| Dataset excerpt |
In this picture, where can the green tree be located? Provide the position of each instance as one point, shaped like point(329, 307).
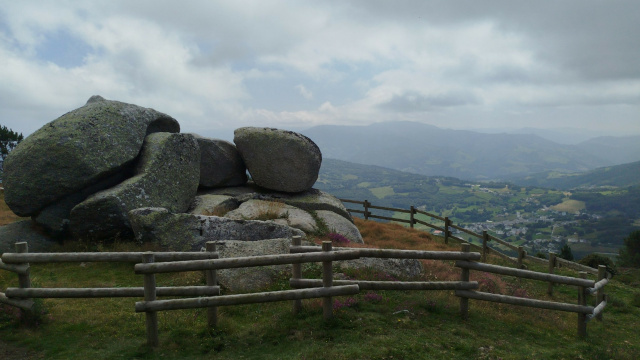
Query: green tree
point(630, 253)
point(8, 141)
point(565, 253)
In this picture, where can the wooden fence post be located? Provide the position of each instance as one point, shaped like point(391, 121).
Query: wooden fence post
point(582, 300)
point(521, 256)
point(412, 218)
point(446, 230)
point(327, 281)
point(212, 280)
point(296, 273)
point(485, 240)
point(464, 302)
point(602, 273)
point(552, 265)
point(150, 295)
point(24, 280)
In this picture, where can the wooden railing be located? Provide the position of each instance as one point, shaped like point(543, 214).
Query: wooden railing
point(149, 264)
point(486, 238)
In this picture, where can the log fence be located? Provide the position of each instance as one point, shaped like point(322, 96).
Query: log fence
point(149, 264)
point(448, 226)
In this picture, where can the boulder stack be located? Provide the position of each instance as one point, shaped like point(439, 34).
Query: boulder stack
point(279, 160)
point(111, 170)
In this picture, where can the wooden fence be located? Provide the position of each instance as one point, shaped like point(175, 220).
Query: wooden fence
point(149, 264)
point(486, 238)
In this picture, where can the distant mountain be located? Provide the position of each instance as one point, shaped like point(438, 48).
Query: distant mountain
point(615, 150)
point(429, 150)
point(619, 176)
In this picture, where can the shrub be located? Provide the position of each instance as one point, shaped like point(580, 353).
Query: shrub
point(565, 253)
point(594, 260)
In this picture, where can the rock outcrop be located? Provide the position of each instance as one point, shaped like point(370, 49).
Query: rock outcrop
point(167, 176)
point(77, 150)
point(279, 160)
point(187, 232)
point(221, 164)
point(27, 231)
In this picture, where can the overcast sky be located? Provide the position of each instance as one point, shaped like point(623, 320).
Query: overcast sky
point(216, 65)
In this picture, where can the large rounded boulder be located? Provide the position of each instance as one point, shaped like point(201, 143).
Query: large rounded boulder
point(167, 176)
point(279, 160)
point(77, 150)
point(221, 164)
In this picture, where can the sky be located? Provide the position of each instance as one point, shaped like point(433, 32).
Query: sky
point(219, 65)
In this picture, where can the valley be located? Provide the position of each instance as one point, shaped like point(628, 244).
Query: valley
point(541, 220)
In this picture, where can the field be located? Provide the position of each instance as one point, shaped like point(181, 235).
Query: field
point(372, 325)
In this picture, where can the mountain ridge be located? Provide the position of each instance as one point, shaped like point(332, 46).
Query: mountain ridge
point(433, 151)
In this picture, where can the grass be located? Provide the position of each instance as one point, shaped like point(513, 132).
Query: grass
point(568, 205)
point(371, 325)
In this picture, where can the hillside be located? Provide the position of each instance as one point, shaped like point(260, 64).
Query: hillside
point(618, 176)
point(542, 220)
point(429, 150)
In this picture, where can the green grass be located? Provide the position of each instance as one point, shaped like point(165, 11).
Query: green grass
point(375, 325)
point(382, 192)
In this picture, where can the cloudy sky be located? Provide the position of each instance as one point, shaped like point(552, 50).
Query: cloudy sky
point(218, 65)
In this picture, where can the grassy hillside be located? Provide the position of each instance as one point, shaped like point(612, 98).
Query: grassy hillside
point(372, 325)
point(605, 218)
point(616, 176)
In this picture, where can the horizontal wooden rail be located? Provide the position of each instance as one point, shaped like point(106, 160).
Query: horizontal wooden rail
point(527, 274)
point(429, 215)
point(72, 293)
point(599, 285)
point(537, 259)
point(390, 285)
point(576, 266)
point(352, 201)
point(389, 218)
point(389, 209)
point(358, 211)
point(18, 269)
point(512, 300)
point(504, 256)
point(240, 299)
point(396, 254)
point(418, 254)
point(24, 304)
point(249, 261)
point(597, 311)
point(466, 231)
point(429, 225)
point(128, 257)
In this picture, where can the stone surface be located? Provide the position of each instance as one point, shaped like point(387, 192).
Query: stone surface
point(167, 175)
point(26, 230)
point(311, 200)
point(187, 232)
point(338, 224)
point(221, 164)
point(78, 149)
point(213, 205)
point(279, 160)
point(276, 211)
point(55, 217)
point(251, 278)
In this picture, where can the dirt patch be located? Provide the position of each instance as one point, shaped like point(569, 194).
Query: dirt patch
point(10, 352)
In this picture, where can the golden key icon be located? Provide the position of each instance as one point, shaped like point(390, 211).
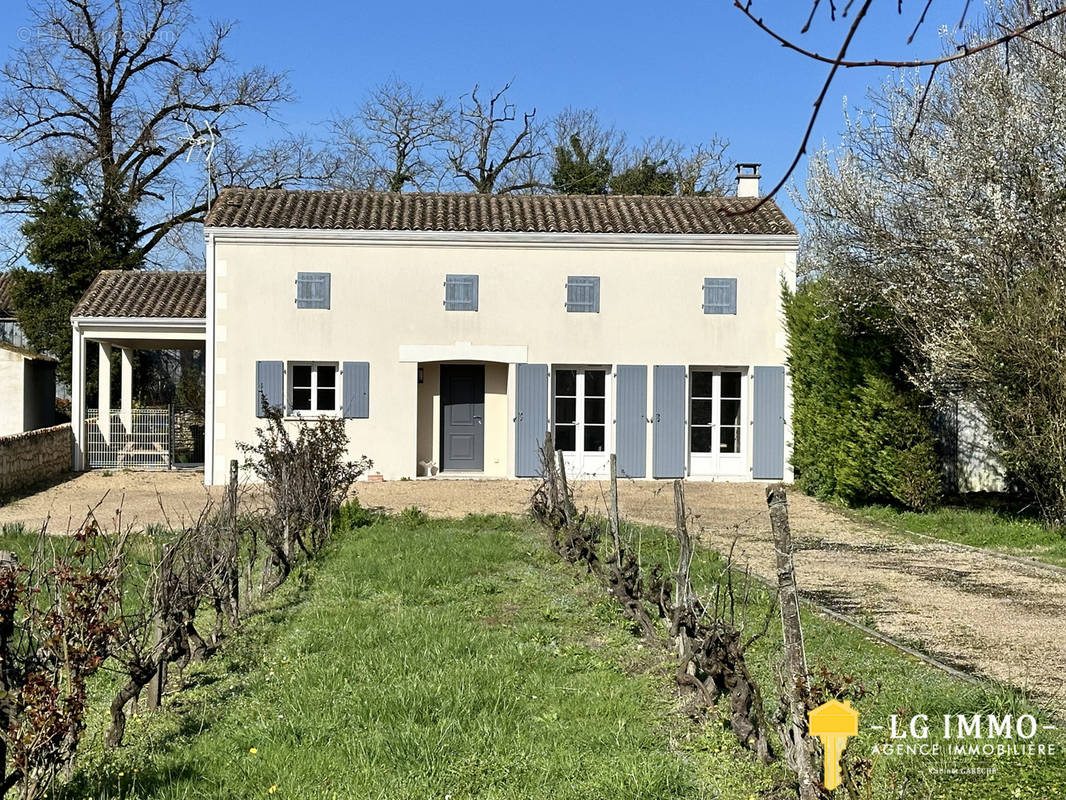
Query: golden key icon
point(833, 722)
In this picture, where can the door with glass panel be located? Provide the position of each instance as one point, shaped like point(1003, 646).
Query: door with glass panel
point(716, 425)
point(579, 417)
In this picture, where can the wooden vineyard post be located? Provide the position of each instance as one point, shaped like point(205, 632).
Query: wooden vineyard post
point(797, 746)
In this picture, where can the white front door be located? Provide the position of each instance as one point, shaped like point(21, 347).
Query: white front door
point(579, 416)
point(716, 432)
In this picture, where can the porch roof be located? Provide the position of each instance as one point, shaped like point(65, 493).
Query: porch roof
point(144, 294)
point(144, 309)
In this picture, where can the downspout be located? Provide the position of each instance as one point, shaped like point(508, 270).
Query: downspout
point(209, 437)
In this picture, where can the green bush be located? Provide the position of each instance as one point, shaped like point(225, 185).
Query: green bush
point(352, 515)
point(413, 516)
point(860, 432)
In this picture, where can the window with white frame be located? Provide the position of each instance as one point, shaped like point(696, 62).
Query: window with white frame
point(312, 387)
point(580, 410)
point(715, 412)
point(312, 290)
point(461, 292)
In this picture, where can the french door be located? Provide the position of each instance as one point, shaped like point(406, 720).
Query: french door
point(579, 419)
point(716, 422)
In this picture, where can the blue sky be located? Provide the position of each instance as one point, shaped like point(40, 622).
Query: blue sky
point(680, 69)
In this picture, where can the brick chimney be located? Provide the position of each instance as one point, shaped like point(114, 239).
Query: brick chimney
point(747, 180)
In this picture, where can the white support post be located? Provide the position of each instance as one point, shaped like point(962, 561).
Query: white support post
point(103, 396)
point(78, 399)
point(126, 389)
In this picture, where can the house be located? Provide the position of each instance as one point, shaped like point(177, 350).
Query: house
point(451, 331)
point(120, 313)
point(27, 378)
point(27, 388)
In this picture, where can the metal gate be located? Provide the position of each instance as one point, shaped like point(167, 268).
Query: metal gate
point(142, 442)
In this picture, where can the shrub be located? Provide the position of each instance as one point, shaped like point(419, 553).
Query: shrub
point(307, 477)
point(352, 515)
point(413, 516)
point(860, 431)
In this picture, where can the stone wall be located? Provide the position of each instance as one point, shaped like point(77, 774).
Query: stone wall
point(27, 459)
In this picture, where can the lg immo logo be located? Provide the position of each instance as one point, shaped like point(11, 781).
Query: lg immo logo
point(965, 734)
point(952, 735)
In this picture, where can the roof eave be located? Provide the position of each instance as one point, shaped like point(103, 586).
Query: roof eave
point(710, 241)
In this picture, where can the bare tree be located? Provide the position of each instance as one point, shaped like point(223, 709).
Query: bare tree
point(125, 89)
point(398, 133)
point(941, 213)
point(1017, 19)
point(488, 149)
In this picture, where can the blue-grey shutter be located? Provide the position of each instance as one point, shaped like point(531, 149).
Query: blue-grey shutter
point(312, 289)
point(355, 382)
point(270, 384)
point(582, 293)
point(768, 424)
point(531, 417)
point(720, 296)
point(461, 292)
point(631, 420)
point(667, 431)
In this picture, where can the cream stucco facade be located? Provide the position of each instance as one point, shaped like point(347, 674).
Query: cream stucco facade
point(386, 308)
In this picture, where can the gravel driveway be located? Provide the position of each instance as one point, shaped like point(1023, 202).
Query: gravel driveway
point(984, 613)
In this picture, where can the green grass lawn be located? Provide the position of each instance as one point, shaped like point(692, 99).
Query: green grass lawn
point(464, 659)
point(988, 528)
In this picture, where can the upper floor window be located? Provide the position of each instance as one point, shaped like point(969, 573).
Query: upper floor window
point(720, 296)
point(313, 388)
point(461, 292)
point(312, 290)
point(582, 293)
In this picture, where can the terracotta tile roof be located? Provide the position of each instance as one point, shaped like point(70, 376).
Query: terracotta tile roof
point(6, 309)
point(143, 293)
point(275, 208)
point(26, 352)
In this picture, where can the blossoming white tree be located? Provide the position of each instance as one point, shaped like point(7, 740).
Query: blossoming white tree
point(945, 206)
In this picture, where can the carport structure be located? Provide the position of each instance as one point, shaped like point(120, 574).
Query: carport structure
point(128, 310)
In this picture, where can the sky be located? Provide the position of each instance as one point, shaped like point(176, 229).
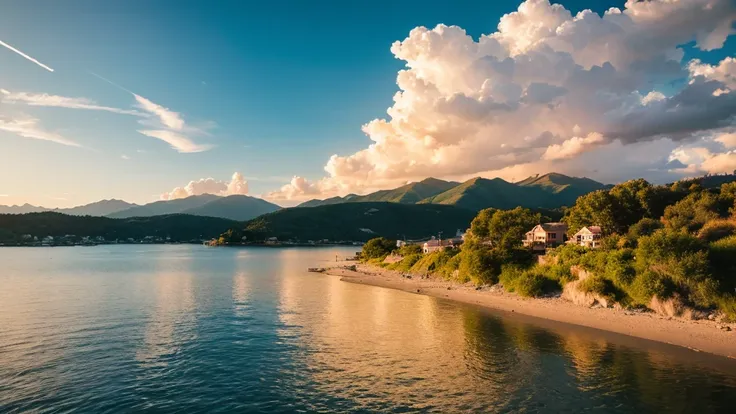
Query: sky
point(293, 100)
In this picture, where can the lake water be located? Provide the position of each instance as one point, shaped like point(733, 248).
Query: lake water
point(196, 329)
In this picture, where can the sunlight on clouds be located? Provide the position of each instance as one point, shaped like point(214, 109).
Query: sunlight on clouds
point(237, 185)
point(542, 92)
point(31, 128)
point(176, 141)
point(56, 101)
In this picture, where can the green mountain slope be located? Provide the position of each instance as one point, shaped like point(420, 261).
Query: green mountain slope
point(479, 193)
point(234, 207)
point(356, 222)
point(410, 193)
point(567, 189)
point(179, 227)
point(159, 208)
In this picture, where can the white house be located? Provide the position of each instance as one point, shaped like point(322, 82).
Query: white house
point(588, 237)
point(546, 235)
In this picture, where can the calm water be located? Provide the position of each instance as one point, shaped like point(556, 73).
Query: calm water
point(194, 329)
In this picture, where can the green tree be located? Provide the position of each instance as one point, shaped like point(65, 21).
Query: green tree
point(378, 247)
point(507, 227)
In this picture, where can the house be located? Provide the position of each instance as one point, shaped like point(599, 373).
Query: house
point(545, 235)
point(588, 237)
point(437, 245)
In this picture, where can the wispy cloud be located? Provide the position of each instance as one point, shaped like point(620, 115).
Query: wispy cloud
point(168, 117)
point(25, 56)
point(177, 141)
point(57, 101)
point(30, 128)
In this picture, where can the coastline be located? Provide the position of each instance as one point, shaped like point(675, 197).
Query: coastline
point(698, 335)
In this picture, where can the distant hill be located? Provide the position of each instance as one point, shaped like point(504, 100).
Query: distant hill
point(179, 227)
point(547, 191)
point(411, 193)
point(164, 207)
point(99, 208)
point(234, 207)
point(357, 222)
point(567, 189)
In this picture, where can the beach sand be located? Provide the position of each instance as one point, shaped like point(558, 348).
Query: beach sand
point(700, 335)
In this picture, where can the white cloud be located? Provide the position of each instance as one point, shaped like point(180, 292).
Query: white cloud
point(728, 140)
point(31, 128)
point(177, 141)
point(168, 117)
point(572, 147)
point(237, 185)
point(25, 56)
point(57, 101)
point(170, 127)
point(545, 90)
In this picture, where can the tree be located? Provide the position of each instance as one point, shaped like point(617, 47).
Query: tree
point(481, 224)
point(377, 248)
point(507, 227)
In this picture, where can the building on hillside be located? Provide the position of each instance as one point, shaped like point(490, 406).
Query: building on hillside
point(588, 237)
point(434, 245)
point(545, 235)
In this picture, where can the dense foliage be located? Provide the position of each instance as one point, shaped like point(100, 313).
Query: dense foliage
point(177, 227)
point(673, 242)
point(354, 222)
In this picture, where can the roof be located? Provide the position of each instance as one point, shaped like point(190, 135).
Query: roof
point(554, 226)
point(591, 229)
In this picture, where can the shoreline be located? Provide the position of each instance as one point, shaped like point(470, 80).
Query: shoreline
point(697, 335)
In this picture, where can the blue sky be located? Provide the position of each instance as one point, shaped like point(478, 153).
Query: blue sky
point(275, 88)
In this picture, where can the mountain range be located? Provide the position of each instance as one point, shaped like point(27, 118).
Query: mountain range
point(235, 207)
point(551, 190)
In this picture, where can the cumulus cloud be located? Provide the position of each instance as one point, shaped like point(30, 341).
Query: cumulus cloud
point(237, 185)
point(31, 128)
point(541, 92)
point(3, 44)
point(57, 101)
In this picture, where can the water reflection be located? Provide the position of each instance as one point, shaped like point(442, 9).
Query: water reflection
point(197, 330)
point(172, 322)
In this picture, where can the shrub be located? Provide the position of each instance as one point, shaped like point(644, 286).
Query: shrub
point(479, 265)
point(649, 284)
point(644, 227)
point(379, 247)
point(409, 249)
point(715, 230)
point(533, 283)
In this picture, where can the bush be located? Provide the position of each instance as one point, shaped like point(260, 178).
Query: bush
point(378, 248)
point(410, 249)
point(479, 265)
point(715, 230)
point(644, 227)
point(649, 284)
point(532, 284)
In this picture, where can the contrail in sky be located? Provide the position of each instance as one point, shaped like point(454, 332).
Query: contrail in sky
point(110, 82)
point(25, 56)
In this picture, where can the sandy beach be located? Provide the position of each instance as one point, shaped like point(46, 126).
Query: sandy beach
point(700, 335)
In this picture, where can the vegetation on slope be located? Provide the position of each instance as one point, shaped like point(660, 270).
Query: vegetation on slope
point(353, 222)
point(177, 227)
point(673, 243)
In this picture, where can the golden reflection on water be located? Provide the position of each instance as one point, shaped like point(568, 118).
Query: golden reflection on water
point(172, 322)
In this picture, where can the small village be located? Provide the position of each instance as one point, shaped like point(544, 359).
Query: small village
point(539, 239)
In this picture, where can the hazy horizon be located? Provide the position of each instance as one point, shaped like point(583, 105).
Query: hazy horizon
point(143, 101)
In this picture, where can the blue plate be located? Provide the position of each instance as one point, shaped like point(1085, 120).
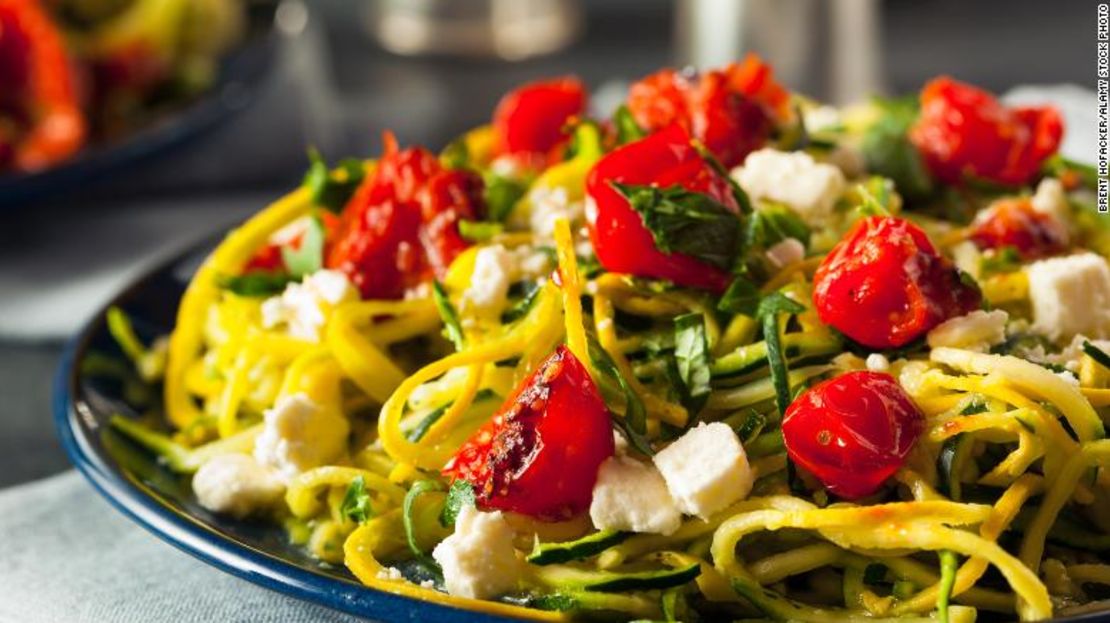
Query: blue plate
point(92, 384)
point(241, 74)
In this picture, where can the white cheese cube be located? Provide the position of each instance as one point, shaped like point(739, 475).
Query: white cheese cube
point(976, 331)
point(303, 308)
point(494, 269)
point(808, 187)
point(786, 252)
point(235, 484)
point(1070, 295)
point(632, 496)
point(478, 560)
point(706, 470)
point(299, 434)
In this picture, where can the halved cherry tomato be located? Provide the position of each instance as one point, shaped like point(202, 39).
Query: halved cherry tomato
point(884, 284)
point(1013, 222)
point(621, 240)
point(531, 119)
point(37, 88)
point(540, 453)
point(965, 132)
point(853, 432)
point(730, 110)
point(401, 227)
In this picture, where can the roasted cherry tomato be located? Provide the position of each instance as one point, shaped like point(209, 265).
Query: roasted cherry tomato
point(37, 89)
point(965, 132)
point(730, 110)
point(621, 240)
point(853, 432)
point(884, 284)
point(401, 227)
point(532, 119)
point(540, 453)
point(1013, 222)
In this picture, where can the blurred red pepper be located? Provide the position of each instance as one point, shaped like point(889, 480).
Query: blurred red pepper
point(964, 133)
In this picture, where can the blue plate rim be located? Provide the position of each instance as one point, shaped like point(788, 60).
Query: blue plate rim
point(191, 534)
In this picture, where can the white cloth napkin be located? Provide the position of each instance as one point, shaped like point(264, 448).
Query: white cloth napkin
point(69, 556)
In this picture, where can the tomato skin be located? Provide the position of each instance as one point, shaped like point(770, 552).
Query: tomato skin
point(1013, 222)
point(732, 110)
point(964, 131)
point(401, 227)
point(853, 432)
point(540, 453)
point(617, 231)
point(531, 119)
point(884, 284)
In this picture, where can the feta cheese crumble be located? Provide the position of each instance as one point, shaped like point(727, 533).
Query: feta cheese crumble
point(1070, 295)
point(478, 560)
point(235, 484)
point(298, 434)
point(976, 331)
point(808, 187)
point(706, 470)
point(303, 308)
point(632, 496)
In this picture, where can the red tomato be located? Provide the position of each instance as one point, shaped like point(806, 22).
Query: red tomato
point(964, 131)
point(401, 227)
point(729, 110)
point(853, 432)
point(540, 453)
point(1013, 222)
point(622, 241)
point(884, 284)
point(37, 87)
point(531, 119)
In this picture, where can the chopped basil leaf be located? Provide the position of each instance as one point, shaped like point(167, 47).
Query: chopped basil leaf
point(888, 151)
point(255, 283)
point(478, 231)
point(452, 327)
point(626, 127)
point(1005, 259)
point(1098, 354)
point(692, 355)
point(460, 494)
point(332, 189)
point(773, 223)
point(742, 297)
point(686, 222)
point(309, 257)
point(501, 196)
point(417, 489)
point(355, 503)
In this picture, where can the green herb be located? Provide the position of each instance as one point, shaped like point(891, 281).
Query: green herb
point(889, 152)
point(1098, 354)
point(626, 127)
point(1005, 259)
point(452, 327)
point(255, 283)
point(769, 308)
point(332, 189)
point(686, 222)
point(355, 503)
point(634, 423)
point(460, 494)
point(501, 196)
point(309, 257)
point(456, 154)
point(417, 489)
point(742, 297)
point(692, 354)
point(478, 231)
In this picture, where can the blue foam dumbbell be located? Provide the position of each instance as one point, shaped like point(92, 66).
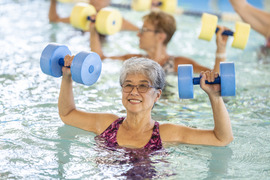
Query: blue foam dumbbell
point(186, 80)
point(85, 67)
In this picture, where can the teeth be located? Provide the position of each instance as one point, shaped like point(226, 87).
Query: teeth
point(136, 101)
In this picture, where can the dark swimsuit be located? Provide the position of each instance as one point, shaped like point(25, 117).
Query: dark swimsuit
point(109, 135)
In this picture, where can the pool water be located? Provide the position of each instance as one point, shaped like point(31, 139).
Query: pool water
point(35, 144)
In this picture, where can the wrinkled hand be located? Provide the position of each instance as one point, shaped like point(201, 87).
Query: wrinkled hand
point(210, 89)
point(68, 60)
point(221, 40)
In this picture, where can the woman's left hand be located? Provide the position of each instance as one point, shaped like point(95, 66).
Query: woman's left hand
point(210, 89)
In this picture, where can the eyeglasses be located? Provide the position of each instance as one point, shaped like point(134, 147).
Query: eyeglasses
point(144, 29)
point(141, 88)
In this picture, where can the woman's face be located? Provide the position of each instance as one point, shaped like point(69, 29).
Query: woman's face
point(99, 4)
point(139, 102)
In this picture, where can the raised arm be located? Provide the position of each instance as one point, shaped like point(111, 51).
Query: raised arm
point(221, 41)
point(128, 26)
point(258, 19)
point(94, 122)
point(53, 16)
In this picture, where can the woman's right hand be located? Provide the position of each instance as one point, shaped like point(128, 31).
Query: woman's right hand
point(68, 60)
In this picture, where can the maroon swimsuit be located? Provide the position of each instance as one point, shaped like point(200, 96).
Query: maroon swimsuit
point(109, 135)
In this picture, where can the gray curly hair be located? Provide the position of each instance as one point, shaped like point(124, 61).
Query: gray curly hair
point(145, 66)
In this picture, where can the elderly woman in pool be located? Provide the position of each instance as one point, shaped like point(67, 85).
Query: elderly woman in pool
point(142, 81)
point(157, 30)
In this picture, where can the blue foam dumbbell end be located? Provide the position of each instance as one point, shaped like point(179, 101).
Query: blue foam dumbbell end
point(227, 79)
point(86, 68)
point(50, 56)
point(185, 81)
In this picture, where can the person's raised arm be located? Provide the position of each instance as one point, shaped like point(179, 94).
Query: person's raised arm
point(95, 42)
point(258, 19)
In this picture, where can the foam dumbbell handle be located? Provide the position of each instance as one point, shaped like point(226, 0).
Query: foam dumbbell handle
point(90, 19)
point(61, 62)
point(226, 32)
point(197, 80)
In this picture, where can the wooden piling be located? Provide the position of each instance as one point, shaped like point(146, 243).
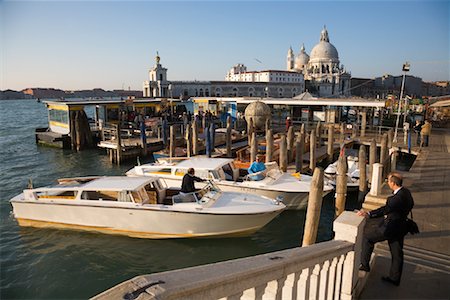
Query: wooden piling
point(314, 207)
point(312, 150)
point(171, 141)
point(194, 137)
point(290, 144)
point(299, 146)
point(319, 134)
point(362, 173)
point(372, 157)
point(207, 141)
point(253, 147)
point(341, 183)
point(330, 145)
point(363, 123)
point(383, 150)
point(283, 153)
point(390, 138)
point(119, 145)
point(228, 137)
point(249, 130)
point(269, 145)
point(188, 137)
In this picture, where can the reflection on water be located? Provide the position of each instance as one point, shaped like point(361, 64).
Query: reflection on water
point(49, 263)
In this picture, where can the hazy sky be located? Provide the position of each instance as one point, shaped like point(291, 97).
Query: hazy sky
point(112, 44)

| PROBLEM TO SOLVE |
From the data above, return the lines unchanged, beginning with the line containing "In this picture, where can the blue-grey" and continuing through the line containing "point(667, 431)".

| RESPONSE BELOW |
In this picture, where can the blue-grey shutter be located? Provide the position of each instance as one point, shaped like point(531, 149).
Query: blue-grey shutter
point(312, 289)
point(355, 382)
point(270, 384)
point(582, 293)
point(768, 424)
point(531, 417)
point(720, 296)
point(461, 292)
point(631, 420)
point(667, 431)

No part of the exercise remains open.